- TASK DIRECTIONS
Copy out, word for word, every line beginning with the one that contains "Would you be so kind as to locate the cloud" and running to the final line of the items, both ends included.

=== INFORMATION PROVIDED ===

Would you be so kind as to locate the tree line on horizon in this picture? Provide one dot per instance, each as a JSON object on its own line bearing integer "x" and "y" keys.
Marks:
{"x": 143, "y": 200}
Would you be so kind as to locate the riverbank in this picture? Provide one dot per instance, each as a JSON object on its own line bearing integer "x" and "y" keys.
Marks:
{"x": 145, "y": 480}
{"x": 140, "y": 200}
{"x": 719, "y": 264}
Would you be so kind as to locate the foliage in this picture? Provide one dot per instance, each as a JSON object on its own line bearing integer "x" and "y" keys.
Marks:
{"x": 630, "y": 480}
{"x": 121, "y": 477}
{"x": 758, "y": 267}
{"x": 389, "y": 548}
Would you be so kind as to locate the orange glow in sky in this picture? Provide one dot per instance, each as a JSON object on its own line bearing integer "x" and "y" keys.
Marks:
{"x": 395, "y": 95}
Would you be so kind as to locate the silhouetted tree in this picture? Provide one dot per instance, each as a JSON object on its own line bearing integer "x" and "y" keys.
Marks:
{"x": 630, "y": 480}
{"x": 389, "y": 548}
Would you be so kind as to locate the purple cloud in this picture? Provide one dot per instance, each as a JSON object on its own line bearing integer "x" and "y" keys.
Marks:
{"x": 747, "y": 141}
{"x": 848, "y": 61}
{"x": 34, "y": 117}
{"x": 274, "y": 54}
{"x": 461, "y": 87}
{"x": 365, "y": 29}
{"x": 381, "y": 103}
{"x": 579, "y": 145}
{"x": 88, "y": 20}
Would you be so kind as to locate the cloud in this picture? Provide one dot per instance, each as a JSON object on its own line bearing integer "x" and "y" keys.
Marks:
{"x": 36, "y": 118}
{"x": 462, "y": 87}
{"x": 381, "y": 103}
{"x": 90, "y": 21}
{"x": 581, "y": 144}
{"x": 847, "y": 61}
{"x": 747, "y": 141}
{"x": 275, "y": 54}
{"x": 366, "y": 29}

===

- WORKED ANSWER
Would you be so kind as to locate the cloud in this picture? Provide one dot per instance, each as a JSON object on its own line bearing integer "x" and "y" keys.
Marks:
{"x": 36, "y": 118}
{"x": 462, "y": 87}
{"x": 381, "y": 103}
{"x": 90, "y": 21}
{"x": 581, "y": 144}
{"x": 847, "y": 61}
{"x": 747, "y": 141}
{"x": 275, "y": 54}
{"x": 366, "y": 29}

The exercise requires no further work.